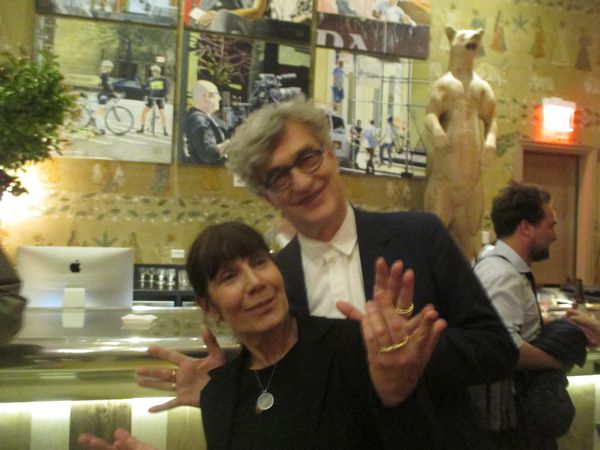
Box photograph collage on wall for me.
[184,0,313,44]
[36,0,431,177]
[36,16,176,164]
[178,32,311,166]
[314,48,429,177]
[35,0,179,27]
[316,0,431,59]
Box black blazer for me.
[200,316,441,450]
[276,209,518,448]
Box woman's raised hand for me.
[136,328,225,412]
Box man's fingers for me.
[373,257,390,299]
[148,398,179,413]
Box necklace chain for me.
[253,361,279,392]
[254,362,279,414]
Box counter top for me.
[0,306,239,402]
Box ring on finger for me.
[396,303,415,316]
[379,334,410,353]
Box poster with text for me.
[316,0,431,59]
[35,0,179,27]
[184,0,312,44]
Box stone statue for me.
[425,27,497,260]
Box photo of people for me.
[36,16,175,163]
[184,0,312,44]
[35,0,179,26]
[316,0,431,59]
[178,32,310,166]
[314,48,429,178]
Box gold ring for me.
[379,335,410,353]
[396,303,415,316]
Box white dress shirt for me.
[298,204,366,318]
[475,240,541,347]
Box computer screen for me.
[17,246,133,309]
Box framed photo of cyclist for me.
[183,0,313,45]
[36,16,176,163]
[35,0,179,27]
[177,32,311,166]
[313,48,429,178]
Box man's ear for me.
[517,219,536,241]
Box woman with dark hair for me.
[80,222,445,450]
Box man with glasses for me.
[181,80,226,166]
[228,98,517,448]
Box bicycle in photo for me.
[77,92,133,136]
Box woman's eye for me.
[219,271,235,283]
[252,255,269,266]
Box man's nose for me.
[290,167,313,191]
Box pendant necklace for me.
[253,361,279,414]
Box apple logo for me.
[69,260,81,273]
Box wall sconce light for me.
[535,97,577,143]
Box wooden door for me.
[523,151,579,285]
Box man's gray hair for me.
[227,96,331,194]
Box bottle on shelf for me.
[573,278,587,311]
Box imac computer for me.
[17,246,133,309]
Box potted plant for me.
[0,51,76,200]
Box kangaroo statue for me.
[425,27,497,260]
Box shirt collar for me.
[494,239,531,273]
[298,203,358,259]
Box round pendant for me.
[256,391,275,414]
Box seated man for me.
[475,183,585,450]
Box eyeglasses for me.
[264,148,323,192]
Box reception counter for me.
[0,306,238,450]
[0,306,600,450]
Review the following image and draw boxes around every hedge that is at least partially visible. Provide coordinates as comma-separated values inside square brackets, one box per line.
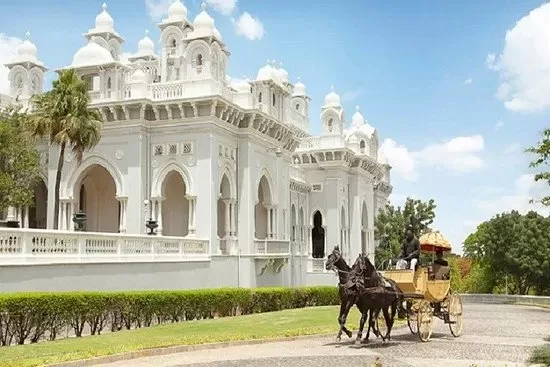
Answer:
[0, 287, 339, 346]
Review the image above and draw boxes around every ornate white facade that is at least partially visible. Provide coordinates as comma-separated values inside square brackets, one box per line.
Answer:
[0, 0, 391, 288]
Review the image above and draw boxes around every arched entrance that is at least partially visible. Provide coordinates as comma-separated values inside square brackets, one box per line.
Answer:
[361, 202, 369, 254]
[160, 171, 189, 237]
[311, 210, 325, 259]
[29, 179, 48, 229]
[254, 176, 275, 240]
[218, 174, 231, 238]
[78, 164, 120, 233]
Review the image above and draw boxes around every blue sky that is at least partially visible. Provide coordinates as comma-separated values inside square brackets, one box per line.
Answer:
[0, 0, 550, 253]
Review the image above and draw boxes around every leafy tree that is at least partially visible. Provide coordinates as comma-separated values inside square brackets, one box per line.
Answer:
[527, 129, 550, 205]
[0, 106, 40, 210]
[29, 69, 103, 228]
[374, 198, 436, 263]
[464, 211, 550, 294]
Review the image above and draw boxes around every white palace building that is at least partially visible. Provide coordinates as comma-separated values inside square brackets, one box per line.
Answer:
[0, 0, 392, 291]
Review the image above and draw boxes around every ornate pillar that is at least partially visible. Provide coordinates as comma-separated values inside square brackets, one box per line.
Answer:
[187, 195, 197, 235]
[229, 199, 237, 237]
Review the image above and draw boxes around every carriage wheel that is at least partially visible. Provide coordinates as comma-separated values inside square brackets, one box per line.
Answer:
[447, 292, 463, 338]
[417, 300, 433, 342]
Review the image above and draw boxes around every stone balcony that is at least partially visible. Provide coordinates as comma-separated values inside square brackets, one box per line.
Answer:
[0, 228, 210, 265]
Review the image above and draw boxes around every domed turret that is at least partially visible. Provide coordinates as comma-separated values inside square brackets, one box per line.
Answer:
[168, 0, 187, 22]
[323, 86, 342, 108]
[137, 30, 155, 56]
[292, 78, 307, 97]
[71, 40, 114, 68]
[95, 3, 115, 32]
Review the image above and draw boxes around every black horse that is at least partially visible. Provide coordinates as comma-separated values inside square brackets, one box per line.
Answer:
[325, 246, 357, 341]
[352, 255, 403, 344]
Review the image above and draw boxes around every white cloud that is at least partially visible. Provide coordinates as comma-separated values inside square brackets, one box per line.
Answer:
[0, 33, 23, 94]
[474, 174, 550, 219]
[486, 3, 550, 112]
[206, 0, 238, 15]
[380, 138, 418, 181]
[145, 0, 174, 22]
[380, 135, 485, 181]
[233, 11, 265, 41]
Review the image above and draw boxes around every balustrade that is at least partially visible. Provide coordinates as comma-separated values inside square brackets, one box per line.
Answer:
[0, 228, 209, 265]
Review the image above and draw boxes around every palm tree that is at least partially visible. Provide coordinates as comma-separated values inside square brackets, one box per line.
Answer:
[28, 69, 103, 229]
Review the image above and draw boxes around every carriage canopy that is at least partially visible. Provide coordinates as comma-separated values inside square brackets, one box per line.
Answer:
[418, 231, 452, 252]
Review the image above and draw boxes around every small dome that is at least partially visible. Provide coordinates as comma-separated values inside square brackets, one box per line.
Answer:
[131, 69, 148, 84]
[17, 32, 38, 60]
[378, 150, 388, 164]
[351, 106, 365, 127]
[292, 78, 307, 97]
[71, 41, 114, 67]
[275, 62, 288, 83]
[193, 2, 214, 33]
[324, 86, 342, 107]
[95, 3, 115, 32]
[138, 30, 155, 56]
[168, 0, 187, 22]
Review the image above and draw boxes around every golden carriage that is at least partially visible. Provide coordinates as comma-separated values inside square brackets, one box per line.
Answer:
[383, 232, 463, 342]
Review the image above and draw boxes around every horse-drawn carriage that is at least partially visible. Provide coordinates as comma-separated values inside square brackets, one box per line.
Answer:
[383, 232, 462, 342]
[325, 232, 462, 343]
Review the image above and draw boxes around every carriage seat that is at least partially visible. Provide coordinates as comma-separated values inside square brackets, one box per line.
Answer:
[430, 264, 451, 280]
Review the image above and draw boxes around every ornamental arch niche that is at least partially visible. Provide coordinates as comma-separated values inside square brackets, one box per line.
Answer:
[254, 175, 275, 240]
[311, 210, 325, 259]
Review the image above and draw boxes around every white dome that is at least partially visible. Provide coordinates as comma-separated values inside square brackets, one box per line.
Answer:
[292, 78, 307, 97]
[351, 106, 365, 127]
[17, 36, 38, 60]
[324, 86, 342, 107]
[193, 3, 214, 33]
[138, 30, 155, 56]
[95, 3, 115, 32]
[168, 0, 187, 22]
[131, 69, 148, 84]
[378, 150, 388, 164]
[71, 41, 114, 67]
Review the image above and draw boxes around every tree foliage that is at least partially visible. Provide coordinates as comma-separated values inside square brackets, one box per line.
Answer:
[29, 69, 103, 228]
[0, 106, 40, 210]
[527, 129, 550, 205]
[464, 211, 550, 294]
[374, 198, 436, 264]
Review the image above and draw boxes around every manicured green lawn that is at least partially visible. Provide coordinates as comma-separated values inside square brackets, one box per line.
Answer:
[0, 306, 388, 367]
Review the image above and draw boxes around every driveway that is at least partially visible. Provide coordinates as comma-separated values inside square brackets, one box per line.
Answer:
[95, 304, 550, 367]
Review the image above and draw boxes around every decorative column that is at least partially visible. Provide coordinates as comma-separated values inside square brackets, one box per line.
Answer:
[187, 195, 197, 235]
[116, 196, 128, 233]
[223, 199, 231, 238]
[229, 199, 237, 237]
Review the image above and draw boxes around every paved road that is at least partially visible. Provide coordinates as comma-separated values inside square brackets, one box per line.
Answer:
[96, 304, 550, 367]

(What you will do) Update the rows from the line with "Box reception counter for me." to the line with "[0, 0, 391, 288]" by swapping "at least partially visible" for "wholly or partly visible" and leaving everything else as is. Leave the pictures out of your answer.

(Written solution)
Box reception counter for me.
[0,306,238,450]
[0,306,600,450]
Review the following image and draw boxes around every hedge that is wholly or partly visible. Provide coordinates as comma-separated values inside square brackets, one box per line.
Answer:
[0, 287, 339, 346]
Review the image above and draw boxes around every ornate white facade that is wholly or partly visible. Provide coordinates as comma-separated values inside square brackets, one box per line.
Answer:
[0, 0, 391, 288]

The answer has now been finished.